··· QUOTED PASSAGE ···
French general (1746–1825)

Jacob Job Élie (26 November 1746 - 5 February 1825), or Jacques Job Élie was a French general of the Revolutionary and Napoleonic Wars. Along with Pierre-Augustin Hulin, he took part in and led the storming of the Bastille.

==Early life==
Élie was born in Wissembourg on 26 November 1746 to Mathias Élie, an officer in the regiment d'Alsace, and Marie Françoise Schaffhauser. He had a younger brother named François who was born on 13 July 1748 and later became a captain. Before officially beginning his career, he served in the same regiment as his father. He later fondly recalled his childhood "amidst the troops", and cited Chevert as a source of inspiration to pursue a military career.
==Career==
Élie entered into service on 2 December 1766, joining what was then known as the régiment d’Aquitaine. He participated in the Corsican campaign of 1769, during which he sustained a right knee injury while building a fascine bridge under the orders of General de Vaux. He was also present during the bombardments of Sousse and Bizerte during the campaign of Tunis and Algiers in 1770. Élie was later injured again by a pulley aboard the frigate la Topaze. He was dismissed on 2 December 1774 (or 1777 according to other sources), then enrolled into the Queen's Regiment (later the 41st Infantry Regiment) the following year.

He participated in two major events of the American Revolutionary War, the first being the 1778 campaign of Ushant under the command of the count du Chaffault and the second being the 1780 Siege of Savannah under the command of the count d'Estaing. He was promoted to sergeant on 1 November 1781, and tried unsuccessfully to be promoted to sub-lieutenant in 1787. He was later appointed standard-bearer on 1 August 1788. Condemned to remain a sub-officer in the Kingdom's army, his fortune soon changed with the dawn of the French Revolution.
···
## TASK REQUIREMENTS
A - Copy everything from "Jacob Job Élie" down to "a military career." in the biography of Élie, updating "Wissembourg" to "Strasbourg".
B - In the biography of Élie, who commanded the 1780 Siege of Savannah in which he took part?
You won't need the lines that follow to do this work.
··· SOURCE MATERIAL ···
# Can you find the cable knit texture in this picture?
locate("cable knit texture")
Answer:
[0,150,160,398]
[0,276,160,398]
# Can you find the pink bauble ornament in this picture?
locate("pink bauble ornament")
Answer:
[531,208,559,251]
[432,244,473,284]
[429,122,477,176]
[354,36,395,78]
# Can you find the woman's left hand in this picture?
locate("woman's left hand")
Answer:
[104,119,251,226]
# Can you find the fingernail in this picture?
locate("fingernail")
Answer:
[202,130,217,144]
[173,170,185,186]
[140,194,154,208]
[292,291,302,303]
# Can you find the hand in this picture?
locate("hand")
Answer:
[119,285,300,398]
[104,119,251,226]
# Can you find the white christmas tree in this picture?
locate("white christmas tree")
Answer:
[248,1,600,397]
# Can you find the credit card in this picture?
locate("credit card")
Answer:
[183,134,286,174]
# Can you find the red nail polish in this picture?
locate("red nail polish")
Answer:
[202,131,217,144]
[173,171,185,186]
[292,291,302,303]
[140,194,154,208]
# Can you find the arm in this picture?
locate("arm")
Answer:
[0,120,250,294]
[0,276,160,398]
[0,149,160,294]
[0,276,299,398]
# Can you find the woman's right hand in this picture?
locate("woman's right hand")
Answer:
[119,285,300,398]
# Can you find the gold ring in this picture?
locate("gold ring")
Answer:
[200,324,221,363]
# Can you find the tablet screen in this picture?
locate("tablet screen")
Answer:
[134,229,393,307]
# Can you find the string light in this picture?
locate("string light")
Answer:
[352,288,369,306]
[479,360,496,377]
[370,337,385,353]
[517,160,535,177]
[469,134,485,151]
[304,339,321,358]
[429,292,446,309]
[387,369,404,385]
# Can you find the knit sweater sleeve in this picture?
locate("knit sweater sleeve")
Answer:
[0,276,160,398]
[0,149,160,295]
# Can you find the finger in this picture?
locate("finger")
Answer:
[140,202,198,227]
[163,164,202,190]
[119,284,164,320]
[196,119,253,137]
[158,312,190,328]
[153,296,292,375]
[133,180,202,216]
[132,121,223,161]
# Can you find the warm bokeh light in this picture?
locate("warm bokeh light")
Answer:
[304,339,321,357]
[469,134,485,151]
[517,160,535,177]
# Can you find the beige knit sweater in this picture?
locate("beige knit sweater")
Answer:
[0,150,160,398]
···
## ANSWERS FOR THE TASKS
A -
Jacob Job Élie (26 November 1746 - 5 February 1825), or Jacques Job Élie was a French general of the Revolutionary and Napoleonic Wars. Along with Pierre-Augustin Hulin, he took part in and led the storming of the Bastille.

==Early life==
Élie was born in Strasbourg on 26 November 1746 to Mathias Élie, an officer in the regiment d'Alsace, and Marie Françoise Schaffhauser. He had a younger brother named François who was born on 13 July 1748 and later became a captain. Before officially beginning his career, he served in the same regiment as his father. He later fondly recalled his childhood "amidst the troops", and cited Chevert as a source of inspiration to pursue a military career.

B - The count d'Estaing.